_Material supplied_.

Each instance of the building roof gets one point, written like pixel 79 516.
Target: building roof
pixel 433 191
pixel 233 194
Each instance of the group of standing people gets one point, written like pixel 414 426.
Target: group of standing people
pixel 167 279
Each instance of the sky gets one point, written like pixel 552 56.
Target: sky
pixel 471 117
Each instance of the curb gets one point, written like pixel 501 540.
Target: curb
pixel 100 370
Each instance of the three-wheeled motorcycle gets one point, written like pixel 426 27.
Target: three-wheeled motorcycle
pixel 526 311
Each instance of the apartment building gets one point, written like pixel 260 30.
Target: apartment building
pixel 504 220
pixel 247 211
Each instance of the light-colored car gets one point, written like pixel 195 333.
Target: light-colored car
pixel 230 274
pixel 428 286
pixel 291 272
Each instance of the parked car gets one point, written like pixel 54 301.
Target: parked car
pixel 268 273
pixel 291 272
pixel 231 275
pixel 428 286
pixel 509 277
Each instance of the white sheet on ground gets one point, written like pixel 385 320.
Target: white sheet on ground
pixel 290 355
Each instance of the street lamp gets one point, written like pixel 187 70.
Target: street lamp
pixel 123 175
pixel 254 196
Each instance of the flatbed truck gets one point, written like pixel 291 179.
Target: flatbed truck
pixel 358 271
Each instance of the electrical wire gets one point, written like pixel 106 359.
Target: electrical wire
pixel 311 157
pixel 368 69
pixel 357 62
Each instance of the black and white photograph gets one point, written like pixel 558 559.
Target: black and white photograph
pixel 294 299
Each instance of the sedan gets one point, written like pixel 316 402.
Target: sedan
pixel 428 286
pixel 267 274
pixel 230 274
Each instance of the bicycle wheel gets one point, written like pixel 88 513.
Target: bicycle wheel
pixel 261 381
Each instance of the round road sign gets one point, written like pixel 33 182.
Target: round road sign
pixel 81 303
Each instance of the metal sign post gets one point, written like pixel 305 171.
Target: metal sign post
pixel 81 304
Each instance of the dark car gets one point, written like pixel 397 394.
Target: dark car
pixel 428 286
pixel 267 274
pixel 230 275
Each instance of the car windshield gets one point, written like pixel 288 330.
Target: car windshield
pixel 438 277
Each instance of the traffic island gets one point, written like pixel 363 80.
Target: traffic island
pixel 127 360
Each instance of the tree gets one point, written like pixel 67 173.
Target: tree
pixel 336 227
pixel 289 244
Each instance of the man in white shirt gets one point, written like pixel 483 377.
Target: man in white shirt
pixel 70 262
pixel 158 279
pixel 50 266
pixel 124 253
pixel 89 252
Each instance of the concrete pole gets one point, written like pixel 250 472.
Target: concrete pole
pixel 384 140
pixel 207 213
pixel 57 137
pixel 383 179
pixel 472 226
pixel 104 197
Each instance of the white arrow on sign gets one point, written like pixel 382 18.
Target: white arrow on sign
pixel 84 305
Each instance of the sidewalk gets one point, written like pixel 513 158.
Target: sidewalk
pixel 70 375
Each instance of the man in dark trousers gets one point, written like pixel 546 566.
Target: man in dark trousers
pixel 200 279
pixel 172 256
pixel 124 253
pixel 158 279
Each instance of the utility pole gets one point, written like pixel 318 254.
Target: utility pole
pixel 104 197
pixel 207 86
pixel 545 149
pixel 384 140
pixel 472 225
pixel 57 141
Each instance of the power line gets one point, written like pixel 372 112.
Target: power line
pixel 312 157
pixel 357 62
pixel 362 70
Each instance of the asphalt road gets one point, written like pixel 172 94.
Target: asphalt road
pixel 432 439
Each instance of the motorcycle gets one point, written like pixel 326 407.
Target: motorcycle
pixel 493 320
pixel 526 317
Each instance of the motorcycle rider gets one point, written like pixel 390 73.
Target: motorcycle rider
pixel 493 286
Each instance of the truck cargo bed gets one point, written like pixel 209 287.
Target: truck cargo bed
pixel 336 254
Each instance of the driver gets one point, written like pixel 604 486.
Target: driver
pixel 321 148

==

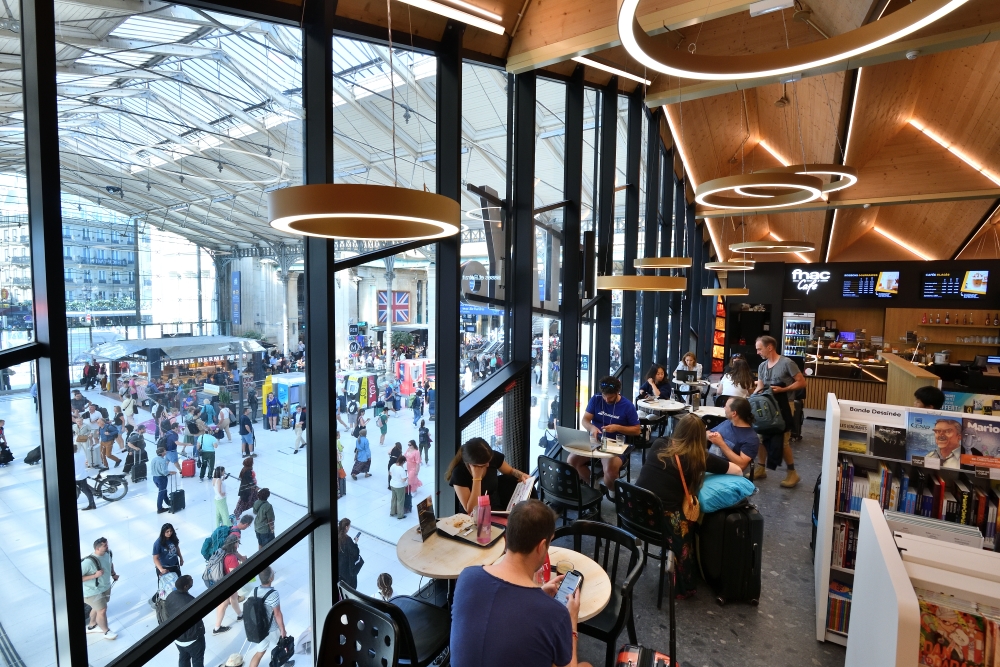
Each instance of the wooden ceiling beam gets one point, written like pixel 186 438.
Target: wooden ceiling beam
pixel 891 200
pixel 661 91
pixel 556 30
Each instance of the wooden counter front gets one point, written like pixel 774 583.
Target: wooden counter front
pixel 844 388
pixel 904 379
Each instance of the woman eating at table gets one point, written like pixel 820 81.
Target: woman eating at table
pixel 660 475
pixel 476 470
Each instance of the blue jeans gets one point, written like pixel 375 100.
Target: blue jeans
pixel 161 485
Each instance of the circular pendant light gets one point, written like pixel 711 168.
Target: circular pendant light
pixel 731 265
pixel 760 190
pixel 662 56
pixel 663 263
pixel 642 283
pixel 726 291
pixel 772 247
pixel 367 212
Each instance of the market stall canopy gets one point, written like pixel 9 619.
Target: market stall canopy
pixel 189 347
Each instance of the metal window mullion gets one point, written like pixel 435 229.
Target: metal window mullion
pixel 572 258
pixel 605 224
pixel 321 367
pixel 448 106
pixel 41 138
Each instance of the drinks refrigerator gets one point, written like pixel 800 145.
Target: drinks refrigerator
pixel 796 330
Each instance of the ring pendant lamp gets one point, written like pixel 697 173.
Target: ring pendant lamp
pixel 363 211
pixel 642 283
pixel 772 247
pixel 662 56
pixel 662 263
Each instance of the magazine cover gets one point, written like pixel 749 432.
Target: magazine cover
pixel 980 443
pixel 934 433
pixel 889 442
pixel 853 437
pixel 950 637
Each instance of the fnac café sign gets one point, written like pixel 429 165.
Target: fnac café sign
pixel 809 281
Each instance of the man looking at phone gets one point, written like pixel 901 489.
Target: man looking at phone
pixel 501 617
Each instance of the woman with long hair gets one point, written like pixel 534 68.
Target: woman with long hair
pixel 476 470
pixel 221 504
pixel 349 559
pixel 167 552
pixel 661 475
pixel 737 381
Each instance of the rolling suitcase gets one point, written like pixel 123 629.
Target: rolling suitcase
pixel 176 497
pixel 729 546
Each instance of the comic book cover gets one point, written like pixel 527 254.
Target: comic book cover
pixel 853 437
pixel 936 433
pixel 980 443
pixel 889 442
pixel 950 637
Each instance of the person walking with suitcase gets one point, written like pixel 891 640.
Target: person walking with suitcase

_Directive_.
Reproduce the lines above without change, from the line containing "Each instance of the motorcycle gets" through the line containing "pixel 336 254", both included.

_Expected output_.
Each instance of the motorcycle gets one point, written like pixel 326 407.
Target: motorcycle
pixel 493 320
pixel 526 317
Each instance of the motorcycle rider gets one point, written like pixel 390 73.
Target: motorcycle rider
pixel 493 286
Each instance of the truck cargo bed gets one point, written like pixel 209 287.
Target: truck cargo bed
pixel 336 254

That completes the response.